[Exercise]: Write the records below out again word for word, with the pictures removed.

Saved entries
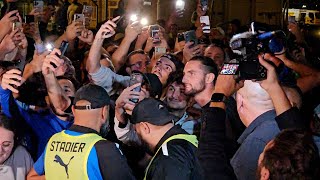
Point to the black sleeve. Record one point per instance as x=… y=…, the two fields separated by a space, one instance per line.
x=211 y=152
x=170 y=169
x=112 y=163
x=290 y=119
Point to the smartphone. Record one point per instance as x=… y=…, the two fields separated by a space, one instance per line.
x=16 y=64
x=180 y=37
x=292 y=19
x=134 y=79
x=11 y=7
x=190 y=36
x=87 y=10
x=180 y=5
x=159 y=51
x=204 y=5
x=16 y=25
x=29 y=19
x=206 y=24
x=63 y=48
x=79 y=17
x=229 y=69
x=38 y=5
x=154 y=30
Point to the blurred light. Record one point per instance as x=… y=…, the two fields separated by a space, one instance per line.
x=49 y=47
x=179 y=3
x=144 y=21
x=133 y=17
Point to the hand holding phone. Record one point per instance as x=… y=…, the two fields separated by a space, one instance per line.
x=136 y=78
x=205 y=22
x=190 y=36
x=38 y=6
x=229 y=69
x=155 y=33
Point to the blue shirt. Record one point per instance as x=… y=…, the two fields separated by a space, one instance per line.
x=44 y=124
x=253 y=140
x=105 y=160
x=93 y=169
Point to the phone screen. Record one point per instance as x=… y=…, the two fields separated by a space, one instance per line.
x=134 y=79
x=229 y=69
x=190 y=36
x=204 y=20
x=292 y=19
x=38 y=5
x=154 y=30
x=180 y=5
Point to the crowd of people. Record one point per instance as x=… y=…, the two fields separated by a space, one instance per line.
x=82 y=114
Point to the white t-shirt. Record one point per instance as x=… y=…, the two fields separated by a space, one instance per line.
x=17 y=166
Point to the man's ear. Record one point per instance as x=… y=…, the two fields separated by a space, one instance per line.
x=128 y=70
x=264 y=173
x=145 y=128
x=105 y=112
x=209 y=78
x=72 y=108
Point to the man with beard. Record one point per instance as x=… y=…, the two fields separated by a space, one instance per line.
x=292 y=154
x=80 y=152
x=173 y=150
x=177 y=102
x=200 y=75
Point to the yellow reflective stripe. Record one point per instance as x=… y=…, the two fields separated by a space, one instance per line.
x=79 y=158
x=190 y=138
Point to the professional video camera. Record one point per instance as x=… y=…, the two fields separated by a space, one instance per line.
x=249 y=45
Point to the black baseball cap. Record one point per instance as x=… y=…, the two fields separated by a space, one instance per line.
x=96 y=95
x=152 y=111
x=155 y=84
x=179 y=65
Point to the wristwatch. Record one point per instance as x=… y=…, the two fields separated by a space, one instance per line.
x=218 y=97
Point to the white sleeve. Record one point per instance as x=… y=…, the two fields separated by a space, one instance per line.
x=105 y=78
x=126 y=135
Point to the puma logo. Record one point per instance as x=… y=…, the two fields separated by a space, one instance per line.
x=59 y=160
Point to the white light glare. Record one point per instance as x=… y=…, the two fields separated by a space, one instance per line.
x=179 y=3
x=134 y=17
x=144 y=21
x=49 y=47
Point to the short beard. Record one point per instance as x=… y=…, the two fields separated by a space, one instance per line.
x=194 y=91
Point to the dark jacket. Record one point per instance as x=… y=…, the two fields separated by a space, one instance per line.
x=181 y=161
x=212 y=143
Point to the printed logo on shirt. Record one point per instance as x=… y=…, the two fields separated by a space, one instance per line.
x=60 y=161
x=67 y=146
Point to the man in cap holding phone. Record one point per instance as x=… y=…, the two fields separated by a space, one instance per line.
x=80 y=151
x=173 y=150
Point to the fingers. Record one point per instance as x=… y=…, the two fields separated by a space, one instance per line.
x=11 y=78
x=265 y=64
x=115 y=19
x=11 y=13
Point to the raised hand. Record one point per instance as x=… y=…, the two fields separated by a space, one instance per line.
x=11 y=79
x=107 y=30
x=52 y=62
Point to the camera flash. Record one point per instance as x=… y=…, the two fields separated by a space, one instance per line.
x=179 y=3
x=134 y=17
x=49 y=47
x=144 y=21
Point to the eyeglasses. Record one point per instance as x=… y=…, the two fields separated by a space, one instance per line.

[Output for this task]:
Point to the black sleeve. Record one point per instance as x=… y=…, the two fields separated by a space, one instance per line.
x=211 y=152
x=170 y=169
x=112 y=163
x=290 y=119
Point to the smartphone. Record one point per instance as x=… y=…, the two fields separated by a space, one instance per line.
x=16 y=64
x=180 y=37
x=292 y=19
x=134 y=79
x=11 y=7
x=190 y=36
x=87 y=10
x=180 y=5
x=159 y=51
x=204 y=5
x=16 y=25
x=29 y=19
x=206 y=24
x=63 y=48
x=79 y=17
x=229 y=69
x=38 y=5
x=154 y=30
Point to the blurred light. Record one point per instance as x=… y=…, the two fields separated by a space, one instance per line.
x=49 y=47
x=179 y=3
x=144 y=21
x=133 y=17
Point to the hand holding phone. Record one point per instance as x=… y=…, the two fields separated by a space, one instance per line.
x=136 y=78
x=205 y=22
x=190 y=36
x=38 y=6
x=229 y=69
x=155 y=33
Point to the blue shirt. Record one point per instance as x=… y=…, the two fields separated by a space, one instance per line.
x=44 y=124
x=253 y=140
x=105 y=160
x=93 y=169
Point to the phone screen. Record one point per instance as x=… y=…, the two fields separated by a space, one instance per line.
x=134 y=79
x=229 y=69
x=190 y=36
x=204 y=20
x=292 y=19
x=38 y=5
x=154 y=30
x=180 y=5
Point to the crowd of people. Record one point per instance as x=… y=…, the two fields separated by a space, one instance per line.
x=82 y=114
Point to the white t-shirt. Record one point per instance as x=… y=…, the two fields separated by a space, one instance per line.
x=17 y=166
Point to the man's ear. Record one point per instance as x=… y=…, the two fields separated by a space, one instance per line.
x=128 y=70
x=264 y=173
x=145 y=128
x=105 y=112
x=209 y=78
x=72 y=108
Point to the man with beard. Record one point per instance as x=… y=…, the two fields separated by a space, one instance per line.
x=292 y=154
x=80 y=152
x=173 y=150
x=177 y=102
x=200 y=75
Point to the yellow reflective stripe. Record one point per instance as x=… y=…, the two fields separated by a space, one instance per line.
x=79 y=158
x=190 y=138
Point to the professional video camera. Record one point per instance as x=… y=…, the two fields separated by a space, one instance per line.
x=249 y=45
Point to the black baseball cap. Record one point per instance as x=… y=…, the two fields separated by a space, one instance per line.
x=96 y=95
x=152 y=111
x=155 y=84
x=179 y=65
Point to the wristwatch. Record one point per instance as x=… y=…, the two fields separated by a space, one instance per line.
x=218 y=97
Point to the white sleeve. Record one point per instance as x=… y=…, the two fields separated by a space, one instance per line.
x=105 y=78
x=126 y=135
Point to the puma logo. Record one point per instance as x=… y=…, the two fields separated by a space, one instance per line.
x=59 y=160
Point to the white light glare. Record one point per instance as x=… y=…, the two fields separated by a space, one instance per line.
x=179 y=3
x=134 y=17
x=144 y=21
x=49 y=47
Point to the short beard. Record one point per instance as x=… y=…, the two fields separated by a space, one instance per line.
x=194 y=91
Point to the dark jacket. Record one point per instance as x=… y=…, the two fields separated by a space, one instance per line.
x=181 y=161
x=212 y=143
Point to the printed logo on shirt. Record one point per instance as x=… y=…, the two fields separated by a space, one instance per line.
x=60 y=161
x=67 y=146
Point to the man in cap holding phone. Record one point per instance as x=… y=…, the two fields separated by a space, one instance per line.
x=80 y=151
x=173 y=150
Point to the fingers. Record one point per instance as x=… y=…, the two fields separated by a space, one instance per line.
x=11 y=78
x=265 y=64
x=115 y=19
x=11 y=13
Point to the raised hand. Record one point per instance as x=… y=…, the two fields separated by a space, one instance per line.
x=11 y=79
x=107 y=30
x=52 y=62
Point to the camera flash. Record one point per instance as x=… y=…, the two fields separated by a space, one instance per line.
x=179 y=3
x=134 y=17
x=49 y=47
x=144 y=21
Point to the eyeglasses. Record one point per instance as x=… y=…, the two fields separated by a space, one instance per line.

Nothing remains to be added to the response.